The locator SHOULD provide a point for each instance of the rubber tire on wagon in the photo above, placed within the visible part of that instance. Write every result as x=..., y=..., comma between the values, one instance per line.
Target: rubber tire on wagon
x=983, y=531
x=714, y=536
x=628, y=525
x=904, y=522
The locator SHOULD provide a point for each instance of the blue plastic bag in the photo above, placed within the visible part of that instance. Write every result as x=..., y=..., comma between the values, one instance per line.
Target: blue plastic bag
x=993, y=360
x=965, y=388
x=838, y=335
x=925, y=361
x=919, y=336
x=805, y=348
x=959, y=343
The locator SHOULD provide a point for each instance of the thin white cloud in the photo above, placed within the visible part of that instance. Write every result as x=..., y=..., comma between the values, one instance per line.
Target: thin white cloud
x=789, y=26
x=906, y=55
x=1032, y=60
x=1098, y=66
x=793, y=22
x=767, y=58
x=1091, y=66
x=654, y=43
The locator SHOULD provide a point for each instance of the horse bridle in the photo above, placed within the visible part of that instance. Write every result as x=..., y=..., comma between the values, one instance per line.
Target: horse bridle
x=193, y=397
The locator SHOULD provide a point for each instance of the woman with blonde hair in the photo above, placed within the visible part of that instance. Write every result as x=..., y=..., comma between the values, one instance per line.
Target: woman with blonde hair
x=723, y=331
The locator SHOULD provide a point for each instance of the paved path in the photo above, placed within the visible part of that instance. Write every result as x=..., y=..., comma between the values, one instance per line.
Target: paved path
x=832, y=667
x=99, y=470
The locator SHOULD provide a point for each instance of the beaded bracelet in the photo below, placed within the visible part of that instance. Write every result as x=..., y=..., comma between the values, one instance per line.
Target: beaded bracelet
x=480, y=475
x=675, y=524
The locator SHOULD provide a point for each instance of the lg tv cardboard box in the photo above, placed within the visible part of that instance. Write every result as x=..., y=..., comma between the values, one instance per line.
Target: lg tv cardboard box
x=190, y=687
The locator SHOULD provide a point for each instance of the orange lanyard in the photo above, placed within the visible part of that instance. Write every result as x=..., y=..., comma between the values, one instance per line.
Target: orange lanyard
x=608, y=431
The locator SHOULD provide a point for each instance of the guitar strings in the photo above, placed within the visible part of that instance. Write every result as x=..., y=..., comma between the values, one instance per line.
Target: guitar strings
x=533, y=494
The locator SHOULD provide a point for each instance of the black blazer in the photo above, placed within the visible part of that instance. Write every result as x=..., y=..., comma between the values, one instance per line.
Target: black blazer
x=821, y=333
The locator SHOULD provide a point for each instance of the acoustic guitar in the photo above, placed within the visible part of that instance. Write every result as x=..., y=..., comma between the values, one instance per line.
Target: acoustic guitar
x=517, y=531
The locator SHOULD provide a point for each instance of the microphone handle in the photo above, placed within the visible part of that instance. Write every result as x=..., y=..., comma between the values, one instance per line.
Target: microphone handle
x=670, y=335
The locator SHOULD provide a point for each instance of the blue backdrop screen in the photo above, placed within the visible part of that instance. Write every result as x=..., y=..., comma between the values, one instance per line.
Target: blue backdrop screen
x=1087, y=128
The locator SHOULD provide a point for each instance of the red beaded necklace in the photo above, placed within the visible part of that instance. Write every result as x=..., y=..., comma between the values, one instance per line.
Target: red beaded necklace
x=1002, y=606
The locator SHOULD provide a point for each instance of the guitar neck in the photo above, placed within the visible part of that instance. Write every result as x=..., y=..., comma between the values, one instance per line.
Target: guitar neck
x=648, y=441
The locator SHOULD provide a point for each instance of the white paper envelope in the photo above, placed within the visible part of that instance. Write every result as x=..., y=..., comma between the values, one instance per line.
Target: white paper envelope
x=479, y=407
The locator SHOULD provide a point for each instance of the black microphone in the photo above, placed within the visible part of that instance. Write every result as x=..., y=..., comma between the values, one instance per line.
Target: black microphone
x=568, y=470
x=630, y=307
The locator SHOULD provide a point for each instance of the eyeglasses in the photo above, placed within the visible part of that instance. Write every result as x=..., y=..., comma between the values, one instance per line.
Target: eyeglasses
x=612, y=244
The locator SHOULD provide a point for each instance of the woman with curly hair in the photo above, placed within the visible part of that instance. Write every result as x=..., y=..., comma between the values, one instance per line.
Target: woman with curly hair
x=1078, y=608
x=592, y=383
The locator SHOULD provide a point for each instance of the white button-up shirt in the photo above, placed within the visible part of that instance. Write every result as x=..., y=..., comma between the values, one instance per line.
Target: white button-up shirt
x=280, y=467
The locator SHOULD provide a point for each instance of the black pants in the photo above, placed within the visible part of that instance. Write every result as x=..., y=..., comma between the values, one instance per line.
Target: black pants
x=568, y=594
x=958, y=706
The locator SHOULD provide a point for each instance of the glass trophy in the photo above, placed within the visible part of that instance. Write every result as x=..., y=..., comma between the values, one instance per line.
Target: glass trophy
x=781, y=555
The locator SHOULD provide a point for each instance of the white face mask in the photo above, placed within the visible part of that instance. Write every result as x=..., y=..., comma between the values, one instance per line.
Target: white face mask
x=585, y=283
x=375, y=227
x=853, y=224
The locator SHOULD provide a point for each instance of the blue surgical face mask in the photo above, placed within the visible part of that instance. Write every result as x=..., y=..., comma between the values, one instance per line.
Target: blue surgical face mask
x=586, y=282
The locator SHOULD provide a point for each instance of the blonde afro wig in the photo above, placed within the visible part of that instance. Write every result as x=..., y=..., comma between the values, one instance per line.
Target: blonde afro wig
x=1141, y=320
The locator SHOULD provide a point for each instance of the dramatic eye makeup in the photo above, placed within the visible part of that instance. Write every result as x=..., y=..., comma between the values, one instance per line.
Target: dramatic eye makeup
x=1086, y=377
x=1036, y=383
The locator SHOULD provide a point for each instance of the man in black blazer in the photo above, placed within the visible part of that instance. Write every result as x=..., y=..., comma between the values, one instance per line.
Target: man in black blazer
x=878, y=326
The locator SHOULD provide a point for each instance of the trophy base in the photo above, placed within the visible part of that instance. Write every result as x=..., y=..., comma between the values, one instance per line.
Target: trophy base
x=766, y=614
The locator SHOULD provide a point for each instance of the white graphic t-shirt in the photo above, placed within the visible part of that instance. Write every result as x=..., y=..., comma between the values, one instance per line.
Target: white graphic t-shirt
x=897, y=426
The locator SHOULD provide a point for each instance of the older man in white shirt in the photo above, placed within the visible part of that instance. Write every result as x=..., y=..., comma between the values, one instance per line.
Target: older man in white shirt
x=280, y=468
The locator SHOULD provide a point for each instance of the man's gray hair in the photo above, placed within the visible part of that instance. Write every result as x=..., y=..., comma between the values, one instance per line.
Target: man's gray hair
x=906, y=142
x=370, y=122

[Work to be completed]
Exactly as written above, reproduce all of the entries.

[Response below]
The locator SHOULD provide a point for each instance of the rubber tire on wagon in the photo above, placed within the visible part of that instance. Write every result as x=..., y=..., comma between the values, one instance per line.
Target: rubber tire on wagon
x=983, y=531
x=714, y=536
x=628, y=525
x=904, y=522
The locator SHOULD provide a point for each instance of the blue plastic bag in the photo above, placed within the visible part of that instance. Write every result as x=..., y=..., comma between the values, one instance per line.
Target: blue plastic bag
x=993, y=360
x=965, y=388
x=838, y=335
x=925, y=361
x=919, y=336
x=805, y=348
x=959, y=343
The locator SHOULD provide a point for each instance of the thin white cloud in the photo above, placed within the visible part of that instance. Write every result as x=..., y=..., comma between the values, one instance per line.
Target: thin white cloud
x=789, y=26
x=906, y=55
x=1032, y=60
x=1098, y=66
x=793, y=22
x=767, y=58
x=1091, y=66
x=654, y=43
The locator SHOULD provide a point for each instance of the horse bridle in the photo above, placed within the visible part of that instance. Write every result as x=..., y=..., comma between the values, one instance per line.
Target: horse bridle
x=193, y=397
The locator SHOULD provide a point for each instance of the woman with blonde hair in the photo above, placed within the visible part of that instance. Write every result as x=..., y=..., comma between the values, one instance per line.
Target: woman with blonde hair
x=723, y=331
The locator SHOULD provide a point for each instance of the paved path in the photo above, placed within the visible part of that instance. Write every result as x=..., y=..., comma between the values, one instance per line.
Target: paved path
x=832, y=667
x=99, y=470
The locator SHOULD provide a point for each instance of the beaded bracelet in the photo below, placed within the visible part of that instance. Write every result as x=..., y=..., comma between the values, one instance per line.
Target: beaded bracelet
x=480, y=475
x=675, y=524
The locator SHOULD provide a point for each instance of the lg tv cardboard box in the photo above, placed within the visible part of that instance. Write every result as x=..., y=..., comma between the values, one instance per line.
Target: lg tv cardboard box
x=190, y=687
The locator SHOULD provide a point for each instance of the orange lanyard in the photo above, placed within the visible part of that instance. Write every result as x=..., y=..., comma between the values, one instance per line.
Target: orange lanyard
x=608, y=431
The locator SHOULD provide a point for each instance of the guitar strings in the photo above, placed within the visible part of that instance. Write every result as x=..., y=..., comma between the values, one instance per line.
Target: guitar strings
x=533, y=494
The locator SHOULD provide a point for each instance of the black blazer in the photo above, placed within the visible part of that instance. Write every result as x=..., y=..., comma between the values, one instance per line.
Target: black blazer
x=821, y=333
The locator SHOULD provide a point for each instance of the acoustic guitar in the photo above, placed within the visible part of that instance. Write every result as x=..., y=..., comma between the values, one instance per line.
Target: acoustic guitar
x=517, y=531
The locator SHOULD provide a point for each instance of the microphone handle in the photo above, placed within the visible part of that instance. Write every result as x=..., y=..., comma between the values, one instance per line.
Target: microphone handle
x=670, y=335
The locator SHOULD provide a point for each instance of the blue backdrop screen in the photo above, placed within the visible part of that instance. Write every result as x=..., y=..., comma between the values, one instance per line.
Target: blue backdrop screen
x=1087, y=128
The locator SHOULD provide a point for each instance of the red beaded necklace in the photo above, placed within the visible part of that instance. Write every result as x=..., y=..., comma between the values, one instance per line.
Target: red beaded necklace
x=1002, y=606
The locator SHOULD provide a point for each instance of the guitar neck in the photo above, placed within the visible part of that instance. Write every result as x=..., y=..., comma between the values, one instance per line.
Target: guitar neck
x=648, y=441
The locator SHOULD provide a point for each instance of the white paper envelope in the photo above, placed within the visible part of that instance. Write every result as x=..., y=..., comma between the values, one instance per line.
Target: white paper envelope
x=479, y=407
The locator SHOULD provide a point for each instance of the black microphone in the photo above, placed within the visible part of that instance. Write every result as x=..., y=..., comma between the values, one instance per line.
Target: black microphone
x=568, y=470
x=630, y=307
The locator SHOULD provide a point for each instance of the eyeglasses in the photo above, placed within the visible part of that instance. Write every result as x=..., y=..., comma between the values, one instance per line.
Target: eyeglasses
x=612, y=244
The locator SHOULD provide a point for each instance of the woman with curly hair in the photo above, placed within the visible part of that instance. Write every result as x=..., y=..., comma between the values, one instance per line.
Target: woman with curly hair
x=1078, y=608
x=592, y=383
The locator SHOULD provide a point for each instance of the white button-up shirt in the photo above, placed within the visible part of that instance. Write every result as x=..., y=..., comma between the values, one instance per line.
Target: white button-up shirt
x=280, y=467
The locator SHOULD provide a point for each instance of the black pants in the photo above, placed within the visible part of that instance. Write every result as x=..., y=..., comma between the values, one instance per line.
Target: black pants
x=568, y=594
x=958, y=706
The locator SHOULD provide a point for each instance of the glass trophy in the photo above, placed within the visible part of that instance. Write every result as x=..., y=..., comma between the values, one instance per line.
Target: glass trophy
x=781, y=555
The locator SHOULD provide a point for each instance of the white face mask in the photo above, placed within the visible part of that instance. Write every result as x=..., y=..., comma between the values, one instance per line.
Target: white face mask
x=585, y=283
x=375, y=227
x=853, y=224
The locator SHOULD provide a point for each instance of the blue surgical face mask in the photo above, placed within the visible part of that instance. Write every result as x=..., y=..., comma between the values, one instance per line.
Target: blue surgical face mask
x=586, y=282
The locator SHOULD provide a point for each instance of the blonde afro wig in the photo above, placed within the visible part of that instance. Write every result as x=..., y=..., comma between the values, one instance per line.
Target: blonde afro wig
x=1141, y=320
The locator SHOULD provide a point for each instance of the dramatic eye makeup in the photo above, placed within the visible part of that instance. Write every result as x=..., y=..., comma between the values, one instance per line.
Target: dramatic eye makeup
x=1086, y=377
x=1036, y=383
The locator SHOULD provide a point for each instance of the man in black blazer in the photo above, placed within the visible part of that instance. Write every result as x=..., y=..., comma between the values, one instance per line.
Target: man in black blazer
x=878, y=326
The locator SHOULD provide a point for each instance of the trophy base in the photo above, placed within the visible part of that instance. Write every result as x=..., y=..., comma between the values, one instance per line.
Target: trophy base
x=766, y=614
The locator SHOULD provide a point for each instance of the white graphic t-shirt in the photo above, placed within the visible part of that instance. Write every result as x=..., y=..., comma between the values, one instance per line.
Target: white graphic t-shirt
x=897, y=426
The locator SHOULD provide a point for each instance of the older man in white shirt in the photo above, placed within the visible part of that instance. Write every result as x=..., y=..., comma between the values, one instance per line.
Target: older man in white shirt
x=280, y=468
The locator SHOULD provide a point for each instance of the man's gray hair in the photo above, placed within the visible part of that instance. Write every result as x=..., y=..., comma between the values, one instance per line.
Target: man's gray hair
x=906, y=142
x=370, y=122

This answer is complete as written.